▶ [問題 A] 対象テキストで、固定電話が鳴ったのはいつか。日付と時刻を答えよ。
▶ [問題 B]
次の(i)〜(iii)が対象テキストの内容と合っているかを、それぞれ「はい」か「いいえ」で答えよ。判断の根拠となる本文の語句をそのまま引用すること。
(i) 二月中旬の庭には白モクレンが咲いている。
(ii) ヒロ子さんは花田小学校の中にいると言った。
(iii) 四月一日付発行のせおとに書く内容は、すでに決まっていた。
▶ [問題 C] 対象テキストのうち、「ウクライナの戦争は未だに収まる気配がない。情けない!」を含む語句で始まり「室戸の人しか思い浮かばない。」で終わる部分を、一字も変えずに抜き出して返せ。

▶ [対象テキスト]
+++

『家康の名言の一つに「人の一生は重荷を負うて遠き道を行くがごとし。急ぐベからず。」というのがある。重荷を負うた人生と言われれば反論はできないが、重荷をおろして歩きたい。いや、歩きたかっとチャチャを入れたくもなる(笑)。』
二月中旬の庭は真っ白いスモモ、赤いヤブ椿、八重の椿、白モクレンと華やかではないが美しい。
ウクライナの戦争は未だに収まる気配がない。情けない!
四月一日付発行のせおとに何を書こうかと思いが往ったり来たりしていた二月二十二日の午前十一時前珍しく固定電話が鳴る。
隣室から「えーっ!あのヒロ子さん」と絶叫に近いカミさんの声が聞えた後子機が突きつきられ「ヒロ子さん、ヒロ子さん」と連呼される。私の中のヒロ子さんはクセの強い室戸の人しか思い浮かばない。
子機を受けながらはるか昔のヒロ子さんが閃(ひらめ)く。数十年前職場の同僚の奥さんにヒロ子さんがいた。電話口で現在地を聞くと花田小学校前を通り過ぎた「宝山焼酎の大きな一升瓶の広告塔」の下にいるという。

+++

▶ [データ]

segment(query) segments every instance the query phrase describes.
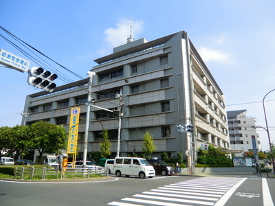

+++

▶ [解答 A] 二月二十二日の午前十一時前

▶ [解答 B]
(i) はい。『二月中旬の庭は真っ白いスモモ、赤いヤブ椿、八重の椿、白モクレンと華やかではないが美しい。』
(ii) いいえ。『花田小学校前を通り過ぎた「宝山焼酎の大きな一升瓶の広告塔」の下にいるという。』
(iii) いいえ。『何を書こうかと思いが往ったり来たりしていた』

▶ [解答 C]
ウクライナの戦争は未だに収まる気配がない。情けない!
四月一日付発行のせおとに何を書こうかと思いが往ったり来たりしていた二月二十二日の午前十一時前珍しく固定電話が鳴る。
隣室から「えーっ!あのヒロ子さん」と絶叫に近いカミさんの声が聞えた後子機が突きつきられ「ヒロ子さん、ヒロ子さん」と連呼される。私の中のヒロ子さんはクセの強い室戸の人しか思い浮かばない。